> **Data for this exercise**
────────
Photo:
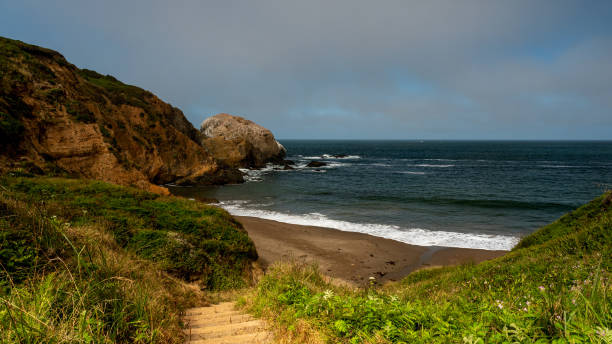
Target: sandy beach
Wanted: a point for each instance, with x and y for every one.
(348, 256)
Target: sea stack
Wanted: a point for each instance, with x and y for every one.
(238, 142)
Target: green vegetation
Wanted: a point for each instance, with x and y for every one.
(187, 239)
(554, 287)
(67, 283)
(118, 92)
(11, 129)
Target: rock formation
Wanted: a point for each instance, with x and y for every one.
(55, 117)
(238, 142)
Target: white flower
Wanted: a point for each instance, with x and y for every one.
(327, 294)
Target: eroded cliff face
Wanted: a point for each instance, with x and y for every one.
(238, 142)
(54, 116)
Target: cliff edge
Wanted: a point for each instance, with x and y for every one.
(59, 118)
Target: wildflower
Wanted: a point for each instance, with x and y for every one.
(327, 294)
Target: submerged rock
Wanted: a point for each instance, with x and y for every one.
(316, 164)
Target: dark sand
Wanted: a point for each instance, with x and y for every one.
(348, 256)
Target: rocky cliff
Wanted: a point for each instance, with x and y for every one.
(236, 141)
(57, 117)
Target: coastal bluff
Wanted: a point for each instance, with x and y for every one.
(238, 142)
(58, 119)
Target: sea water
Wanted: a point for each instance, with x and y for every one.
(472, 194)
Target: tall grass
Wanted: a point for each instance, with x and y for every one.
(63, 282)
(188, 239)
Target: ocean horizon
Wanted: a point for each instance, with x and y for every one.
(483, 194)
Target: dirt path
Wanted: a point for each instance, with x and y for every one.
(223, 324)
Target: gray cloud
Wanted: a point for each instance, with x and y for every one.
(351, 69)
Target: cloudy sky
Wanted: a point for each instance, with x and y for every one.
(350, 69)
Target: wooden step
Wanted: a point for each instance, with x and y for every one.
(220, 308)
(206, 322)
(213, 315)
(261, 337)
(225, 330)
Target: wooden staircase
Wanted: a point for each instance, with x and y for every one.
(223, 324)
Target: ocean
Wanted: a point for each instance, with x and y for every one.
(471, 194)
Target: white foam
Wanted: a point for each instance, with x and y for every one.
(411, 172)
(561, 166)
(435, 166)
(331, 157)
(413, 236)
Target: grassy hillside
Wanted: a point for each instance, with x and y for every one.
(553, 287)
(89, 262)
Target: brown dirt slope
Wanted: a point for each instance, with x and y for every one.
(55, 116)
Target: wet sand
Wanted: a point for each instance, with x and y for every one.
(348, 256)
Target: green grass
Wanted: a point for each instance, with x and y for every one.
(554, 287)
(63, 283)
(89, 262)
(190, 240)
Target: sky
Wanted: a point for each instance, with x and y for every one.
(350, 69)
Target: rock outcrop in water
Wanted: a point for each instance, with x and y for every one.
(55, 117)
(238, 142)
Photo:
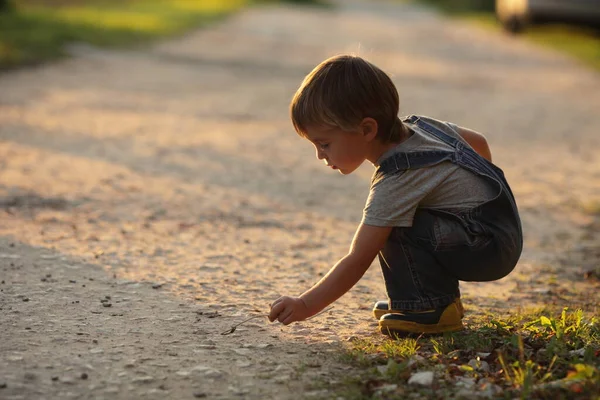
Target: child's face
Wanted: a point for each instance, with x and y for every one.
(340, 150)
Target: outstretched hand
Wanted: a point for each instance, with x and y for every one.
(288, 309)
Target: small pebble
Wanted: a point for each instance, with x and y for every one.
(30, 376)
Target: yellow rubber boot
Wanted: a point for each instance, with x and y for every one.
(448, 319)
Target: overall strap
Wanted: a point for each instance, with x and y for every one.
(435, 131)
(420, 159)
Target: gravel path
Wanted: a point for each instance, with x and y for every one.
(150, 199)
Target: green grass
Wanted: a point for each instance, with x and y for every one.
(580, 43)
(534, 354)
(31, 32)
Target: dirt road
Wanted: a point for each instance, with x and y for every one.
(153, 198)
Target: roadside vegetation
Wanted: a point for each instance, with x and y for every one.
(33, 31)
(532, 354)
(581, 43)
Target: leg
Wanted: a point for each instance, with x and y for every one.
(414, 275)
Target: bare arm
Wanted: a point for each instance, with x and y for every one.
(477, 141)
(367, 242)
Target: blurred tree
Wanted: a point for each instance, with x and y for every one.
(5, 5)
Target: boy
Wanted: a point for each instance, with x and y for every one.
(438, 210)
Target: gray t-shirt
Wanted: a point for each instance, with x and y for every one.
(394, 199)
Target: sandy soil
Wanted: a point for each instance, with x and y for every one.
(150, 199)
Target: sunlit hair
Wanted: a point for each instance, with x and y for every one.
(342, 91)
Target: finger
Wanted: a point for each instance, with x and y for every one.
(279, 300)
(275, 311)
(285, 314)
(289, 320)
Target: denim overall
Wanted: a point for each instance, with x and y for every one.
(422, 264)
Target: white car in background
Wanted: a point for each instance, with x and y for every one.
(515, 15)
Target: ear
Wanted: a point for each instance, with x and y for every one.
(369, 128)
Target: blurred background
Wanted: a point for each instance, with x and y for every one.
(35, 30)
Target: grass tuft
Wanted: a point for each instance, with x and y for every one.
(533, 354)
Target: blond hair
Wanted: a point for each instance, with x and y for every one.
(342, 91)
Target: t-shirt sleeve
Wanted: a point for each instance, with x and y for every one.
(394, 198)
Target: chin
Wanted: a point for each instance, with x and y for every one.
(346, 171)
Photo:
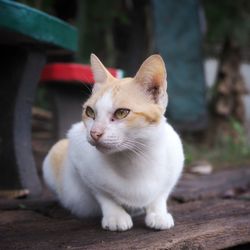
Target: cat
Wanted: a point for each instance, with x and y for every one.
(123, 154)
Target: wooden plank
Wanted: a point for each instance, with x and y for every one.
(207, 224)
(193, 187)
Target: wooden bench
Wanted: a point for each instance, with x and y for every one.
(211, 212)
(28, 37)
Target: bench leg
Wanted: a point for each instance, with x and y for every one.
(19, 74)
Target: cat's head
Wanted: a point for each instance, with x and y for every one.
(123, 113)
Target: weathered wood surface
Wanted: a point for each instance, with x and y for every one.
(218, 184)
(210, 224)
(207, 223)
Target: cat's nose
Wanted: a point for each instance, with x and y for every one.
(96, 135)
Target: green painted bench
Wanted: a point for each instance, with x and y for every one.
(28, 38)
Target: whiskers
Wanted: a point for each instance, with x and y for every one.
(136, 148)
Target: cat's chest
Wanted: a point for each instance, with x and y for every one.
(132, 185)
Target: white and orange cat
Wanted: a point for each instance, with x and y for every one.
(123, 154)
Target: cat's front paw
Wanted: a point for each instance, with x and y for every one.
(117, 222)
(159, 221)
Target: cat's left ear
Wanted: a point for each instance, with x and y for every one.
(100, 73)
(152, 77)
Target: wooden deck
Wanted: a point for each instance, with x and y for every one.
(211, 212)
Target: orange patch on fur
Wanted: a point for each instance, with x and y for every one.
(57, 156)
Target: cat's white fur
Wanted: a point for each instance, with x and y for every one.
(105, 181)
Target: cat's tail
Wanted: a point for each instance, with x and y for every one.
(53, 165)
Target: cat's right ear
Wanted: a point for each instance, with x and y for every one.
(100, 73)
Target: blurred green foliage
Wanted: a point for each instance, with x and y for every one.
(228, 149)
(228, 18)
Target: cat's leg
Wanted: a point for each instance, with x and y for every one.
(157, 216)
(115, 218)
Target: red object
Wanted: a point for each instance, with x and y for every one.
(68, 72)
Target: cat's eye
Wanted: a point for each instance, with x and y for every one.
(90, 112)
(121, 113)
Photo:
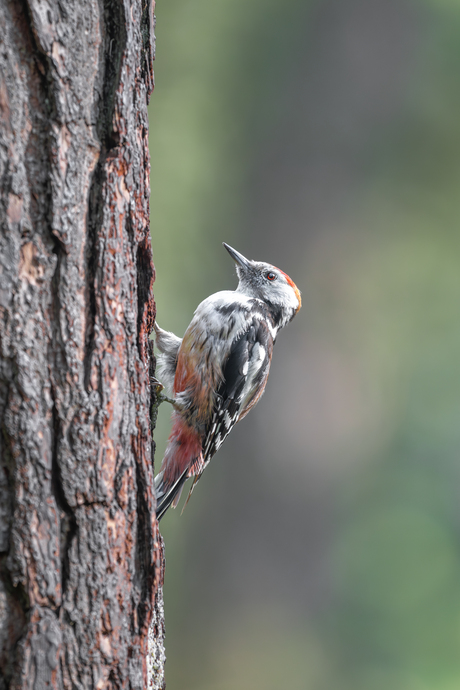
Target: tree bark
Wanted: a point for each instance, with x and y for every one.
(80, 552)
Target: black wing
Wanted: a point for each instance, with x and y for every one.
(244, 376)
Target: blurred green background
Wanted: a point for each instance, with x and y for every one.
(320, 550)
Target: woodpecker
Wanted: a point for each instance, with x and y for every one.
(218, 371)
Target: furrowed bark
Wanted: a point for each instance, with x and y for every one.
(80, 552)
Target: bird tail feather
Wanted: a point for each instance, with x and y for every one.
(167, 495)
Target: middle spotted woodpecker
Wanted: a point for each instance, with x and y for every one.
(219, 370)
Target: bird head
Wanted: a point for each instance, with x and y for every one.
(267, 283)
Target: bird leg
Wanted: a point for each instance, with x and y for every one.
(158, 397)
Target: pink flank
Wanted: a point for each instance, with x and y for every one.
(184, 447)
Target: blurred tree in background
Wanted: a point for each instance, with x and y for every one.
(321, 550)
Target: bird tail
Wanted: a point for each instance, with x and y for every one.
(167, 495)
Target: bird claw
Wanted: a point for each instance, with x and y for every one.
(160, 397)
(156, 384)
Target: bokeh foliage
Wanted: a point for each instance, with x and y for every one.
(321, 549)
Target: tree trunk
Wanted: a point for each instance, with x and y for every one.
(80, 552)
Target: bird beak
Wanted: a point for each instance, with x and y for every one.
(237, 257)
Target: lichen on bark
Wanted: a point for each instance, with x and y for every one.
(80, 553)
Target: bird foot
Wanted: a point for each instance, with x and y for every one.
(159, 397)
────────
> **Task to carry out**
Starting with the line containing "Target: bird beak" and going on through the end of the items, write those lines out again with "lichen" switched to "moss" and nothing else changed.

> **Solution below**
Target: bird beak
Wanted: a point for each instance, with x and y for every one.
(237, 257)
Target: moss on bark
Wanted: a point for each instance, with x and y for every one.
(80, 553)
Target: bird foot
Wanted: a point for each instance, with x and y for every one.
(159, 397)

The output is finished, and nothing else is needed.